■ Document section

.....

# Known issues for the '02-'06



## skramer360 (Aug 14, 2005)

I've been a Nissan truck guy for a long time, but I've never had a Nissan car. I'm in a bit of a time crunch to find a car for my daughter (it got totaled yesterday). I'm looking at '02 -'06 Altimas with 4 cylinder and auto trans. Are there any bad years? Anything I should be on the look out for? Any insight would be appreciated.


----------



## skramer360 (Aug 14, 2005)

Well I ended up buying an '05 Altima for about $4000. The car is in really good shape, except the driver and passenger floor boards were rusted out. I spent all afternoon cutting out the bad and replacing it. Other than that I just had to replace the rear brake pads and a couple cosmetic things.


----------



## Richman (Jan 3, 2015)

.....

■ Dataset extract
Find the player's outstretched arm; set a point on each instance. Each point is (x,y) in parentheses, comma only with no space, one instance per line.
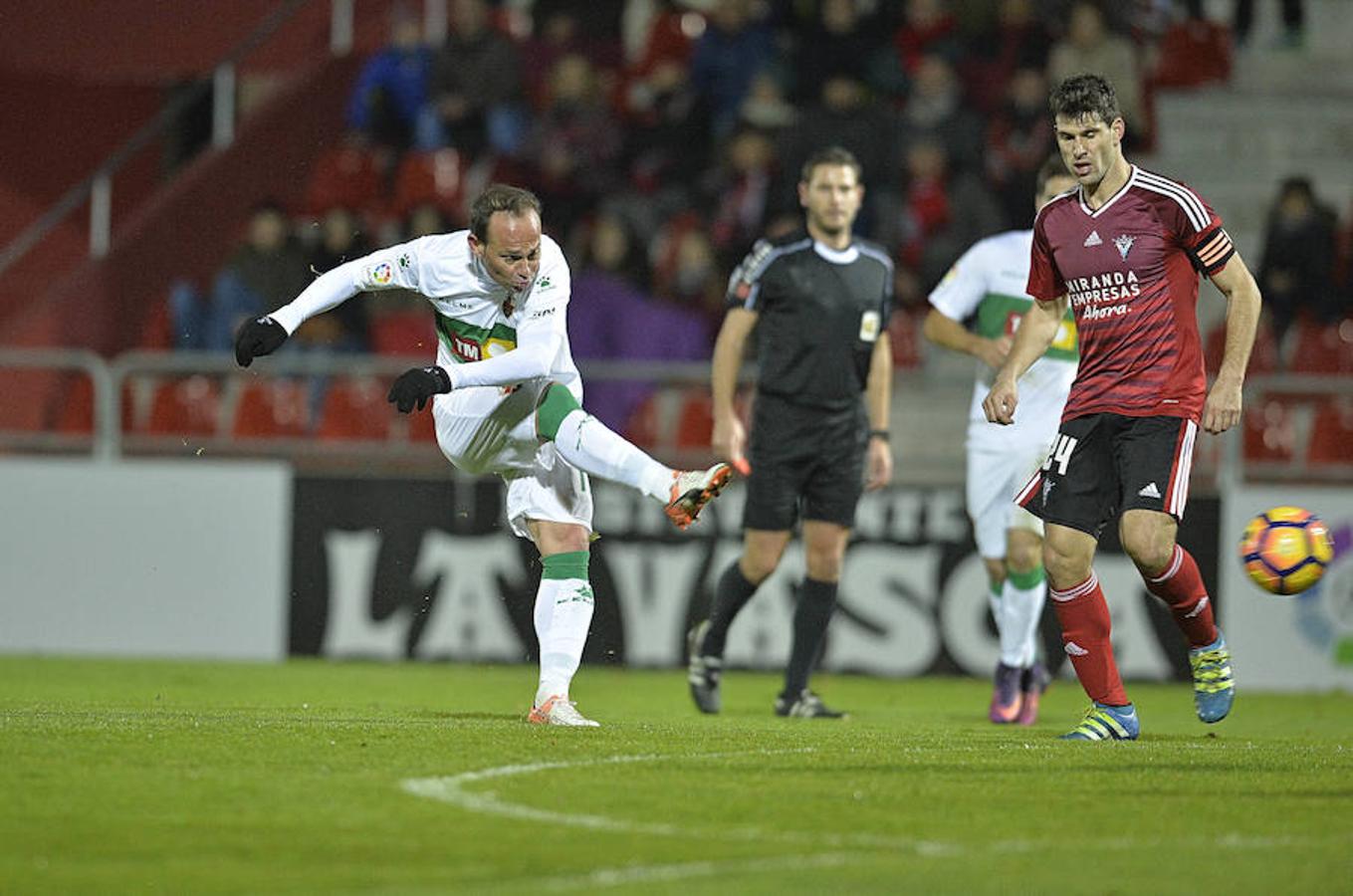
(728,439)
(1036,331)
(1222,407)
(257,337)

.....

Answer these about the Altima thread:
1. Which engine and transmission did the first post say to look for?
2. About how much did the '05 Altima cost?
3. Which parts of that car were rusted out?

1. A 4-cylinder engine with an automatic transmission.
2. About $4000.
3. The driver and passenger floor boards.